Instructions to follow
Rewrite the listing below with every instance of "in this photo" changed to "in this image" and nothing else altered. Leave the pictures out of your version.

** start **

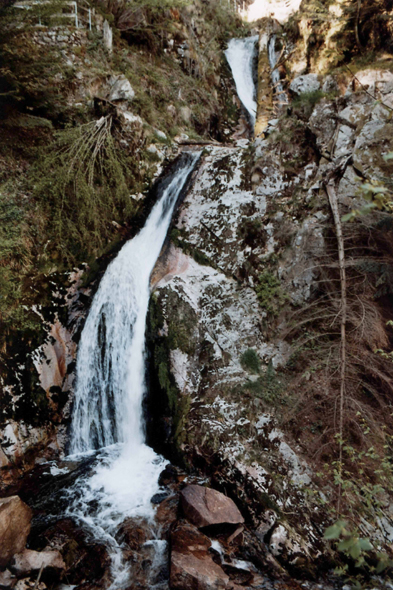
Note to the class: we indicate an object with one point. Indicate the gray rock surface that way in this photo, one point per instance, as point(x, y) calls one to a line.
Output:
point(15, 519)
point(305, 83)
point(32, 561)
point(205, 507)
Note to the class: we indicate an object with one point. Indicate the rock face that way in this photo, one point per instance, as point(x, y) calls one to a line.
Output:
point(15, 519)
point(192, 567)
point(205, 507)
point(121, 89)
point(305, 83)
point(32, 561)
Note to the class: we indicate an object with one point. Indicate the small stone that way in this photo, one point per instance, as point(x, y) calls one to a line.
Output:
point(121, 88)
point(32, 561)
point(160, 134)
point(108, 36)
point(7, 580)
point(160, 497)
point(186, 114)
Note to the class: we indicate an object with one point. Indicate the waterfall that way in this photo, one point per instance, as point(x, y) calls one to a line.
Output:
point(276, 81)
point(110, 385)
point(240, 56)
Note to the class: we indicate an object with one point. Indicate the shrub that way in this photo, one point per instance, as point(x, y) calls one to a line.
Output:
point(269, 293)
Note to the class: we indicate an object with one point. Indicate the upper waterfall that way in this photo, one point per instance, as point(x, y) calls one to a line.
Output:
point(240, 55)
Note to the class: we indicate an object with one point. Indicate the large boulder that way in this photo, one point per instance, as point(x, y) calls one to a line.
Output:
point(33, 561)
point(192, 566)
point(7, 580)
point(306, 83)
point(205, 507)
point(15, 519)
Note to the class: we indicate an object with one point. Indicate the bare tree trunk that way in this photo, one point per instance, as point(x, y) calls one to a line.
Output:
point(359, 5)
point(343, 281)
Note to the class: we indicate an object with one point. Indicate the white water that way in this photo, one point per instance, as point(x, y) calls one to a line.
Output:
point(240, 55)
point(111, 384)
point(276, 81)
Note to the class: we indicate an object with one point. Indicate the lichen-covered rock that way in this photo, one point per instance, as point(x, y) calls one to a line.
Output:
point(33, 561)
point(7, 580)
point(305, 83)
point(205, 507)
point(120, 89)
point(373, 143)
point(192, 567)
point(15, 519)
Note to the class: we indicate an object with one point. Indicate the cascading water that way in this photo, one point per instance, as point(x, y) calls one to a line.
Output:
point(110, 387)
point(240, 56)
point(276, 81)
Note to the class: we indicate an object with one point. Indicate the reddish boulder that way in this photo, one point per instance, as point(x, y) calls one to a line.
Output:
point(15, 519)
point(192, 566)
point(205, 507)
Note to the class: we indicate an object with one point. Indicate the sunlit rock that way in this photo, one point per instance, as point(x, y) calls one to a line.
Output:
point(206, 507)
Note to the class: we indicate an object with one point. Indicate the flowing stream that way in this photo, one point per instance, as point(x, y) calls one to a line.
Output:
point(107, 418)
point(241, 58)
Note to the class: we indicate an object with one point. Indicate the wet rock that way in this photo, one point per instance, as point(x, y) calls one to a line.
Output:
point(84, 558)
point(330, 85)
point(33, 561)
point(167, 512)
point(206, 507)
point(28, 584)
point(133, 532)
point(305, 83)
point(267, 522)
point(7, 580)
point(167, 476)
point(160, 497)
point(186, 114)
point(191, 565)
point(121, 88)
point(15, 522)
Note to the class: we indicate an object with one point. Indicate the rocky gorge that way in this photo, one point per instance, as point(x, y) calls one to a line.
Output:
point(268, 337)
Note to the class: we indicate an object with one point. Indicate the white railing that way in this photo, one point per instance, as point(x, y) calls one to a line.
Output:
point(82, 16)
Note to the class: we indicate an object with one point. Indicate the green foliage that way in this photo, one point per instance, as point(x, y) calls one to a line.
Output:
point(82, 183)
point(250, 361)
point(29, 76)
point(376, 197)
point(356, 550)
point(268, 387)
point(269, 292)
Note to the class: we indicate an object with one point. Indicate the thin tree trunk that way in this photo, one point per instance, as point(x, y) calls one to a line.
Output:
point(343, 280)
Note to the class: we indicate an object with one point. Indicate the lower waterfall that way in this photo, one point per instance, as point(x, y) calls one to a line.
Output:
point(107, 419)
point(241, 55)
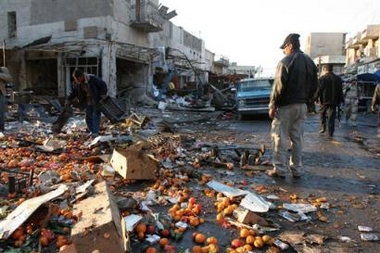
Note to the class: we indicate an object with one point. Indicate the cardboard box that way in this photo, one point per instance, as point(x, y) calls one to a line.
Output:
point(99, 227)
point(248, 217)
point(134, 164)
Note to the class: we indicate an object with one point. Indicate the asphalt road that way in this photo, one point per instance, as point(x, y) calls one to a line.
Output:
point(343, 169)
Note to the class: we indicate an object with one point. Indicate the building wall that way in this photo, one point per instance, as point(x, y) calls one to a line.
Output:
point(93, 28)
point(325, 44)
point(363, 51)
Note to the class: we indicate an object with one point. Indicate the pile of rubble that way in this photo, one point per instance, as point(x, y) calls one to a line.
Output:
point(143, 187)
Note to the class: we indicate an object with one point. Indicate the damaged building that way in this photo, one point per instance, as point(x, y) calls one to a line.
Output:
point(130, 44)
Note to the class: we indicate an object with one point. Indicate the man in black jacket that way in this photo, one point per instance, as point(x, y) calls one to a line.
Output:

** end **

Correct output
Note to the class: we indicate an object with one point. Indicate the gray rock surface that way in this image, one point per instance, as point(x, y) calls one to a line.
Output:
point(15, 519)
point(305, 83)
point(32, 561)
point(205, 507)
Note to the class: we indicate an object with one point. Indicate the rock face that way in this image, one point per instance, as point(x, y) calls one to a line.
Output:
point(15, 519)
point(192, 567)
point(205, 507)
point(121, 89)
point(305, 83)
point(32, 561)
Note to the class: we indicate an object with one point. Indicate the small stone that way in this image, one point per instance, as point(x, y) calls one to a line.
Output:
point(121, 88)
point(32, 561)
point(160, 134)
point(108, 36)
point(7, 580)
point(160, 497)
point(186, 114)
Note to the class: we indicate an object with one point. Indicate the waterfall that way in this image, one point per instance, as point(x, y) calls one to a line.
Output:
point(276, 81)
point(110, 385)
point(240, 56)
Note to the class: we indicate an object with one point. Indicate the shrub that way in this image, one point per instance, as point(x, y) calls one to a line.
Output:
point(269, 293)
Note to the class: we indicate an object with one point. Indicate the upper waterfall that way in this image, one point per instance, as point(x, y) calls one to a line.
Output:
point(240, 55)
Note to the class: we indicate an object with one point. Indicate the large boulder that way in this image, one point per instance, as point(x, y) calls one to a line.
Output:
point(33, 561)
point(192, 566)
point(7, 580)
point(306, 83)
point(205, 507)
point(15, 519)
Note to the class: we indicate an object with one point. Indicate the bare tree trunk that way in this image, one point per instance, as point(x, y) calls one to a line.
Output:
point(359, 5)
point(343, 281)
Note to the class: we indicate an object with one point. Indicate the white water that way in this image, one point per instance, as point(x, y) calls one to a line.
Output:
point(240, 55)
point(111, 384)
point(276, 81)
Note to the class: we indicate an object with one point. Indicate the lichen-covered rock that way in this image, one point per instance, as point(x, y) calls one to a line.
Output:
point(33, 561)
point(7, 580)
point(305, 83)
point(205, 507)
point(120, 89)
point(373, 143)
point(192, 567)
point(15, 519)
Note to the class: we indicate an object with one point. Indicate the cascading water that way in this image, one point per instance, as point(x, y) calls one to a line.
Output:
point(110, 387)
point(240, 56)
point(276, 81)
Note to the class: we indicate an object with one point. Indicate the reddish boulder that way in this image, one point per instance, as point(x, y) calls one to a line.
Output:
point(15, 519)
point(192, 566)
point(205, 507)
Note to the class: we indicate an object with one point. Indicate the sunlit rock that way in this image, one point per instance, as point(x, y) calls one to a line.
Output:
point(206, 507)
Note to the class: we indicate an object with one point. Indicate the flowing stream that way in this image, one point per instance, as point(x, y) calls one to a line.
Output:
point(107, 418)
point(241, 58)
Note to the class: we indicate an object with one point. Indicate the wet rock that way in this image, one point per instance, as point(x, y) calls one to a line.
Output:
point(84, 558)
point(330, 85)
point(33, 561)
point(167, 512)
point(206, 507)
point(28, 584)
point(133, 532)
point(305, 83)
point(267, 522)
point(7, 580)
point(167, 476)
point(160, 497)
point(186, 114)
point(191, 565)
point(121, 88)
point(15, 522)
Note to the class: we indicate an object with one point. Indicate the rocky gorge that way in this image, one point per instance, as point(x, y) calls one to a line.
Output:
point(268, 337)
Note to the class: we indicate an object with one point. Indicate the white railing that way in this image, one point per instance, as point(x, y) calls one to a line.
Output:
point(82, 16)
Note to the class: we indicate an object with one point. Indicate the green foliage that way in this image, one point per instance, as point(x, y) calls one to a line.
Output:
point(82, 183)
point(250, 361)
point(29, 76)
point(376, 197)
point(356, 550)
point(268, 387)
point(269, 292)
Note to the class: we indicate an object with one point. Indicate the thin tree trunk that way in this image, one point per instance, as point(x, y) calls one to a line.
Output:
point(343, 280)
Note to the class: we indicate an object with one point. Indicate the lower waterfall that way in this image, one point per instance, as point(x, y) calls one to a line.
Output:
point(107, 419)
point(241, 55)
Note to the class: we indicate an object with one point. Indicate the cardboard box that way in this image, one point per instance, as point(x, y) calls one to a line.
Output:
point(99, 227)
point(248, 217)
point(134, 164)
Note to the class: we indicate an object with one point. Indicate the asphalt road that way in this image, one point per instance, as point(x, y) calls one to a line.
Output:
point(343, 169)
Note to the class: we indicate an object with one point. Indicate the building wall that way in this image, one point per instance, as point(x, y) calls one to a line.
Output:
point(93, 28)
point(325, 44)
point(363, 51)
Note to the class: we indicate an object with one point. Indicate the pile of rubble that way in this image, one point per instance, as point(x, y) calls one to a line.
Output:
point(143, 187)
Note to the class: we indicate an object with one point. Indicate the damaged building that way in this image, one point per instance, as point(x, y) calls one to a line.
Output:
point(130, 44)
Note to the class: we indicate an object with one point. Indicate the man in black jacket that way in this image, one point per instance, as point(x, y) calls one to a line.
Output:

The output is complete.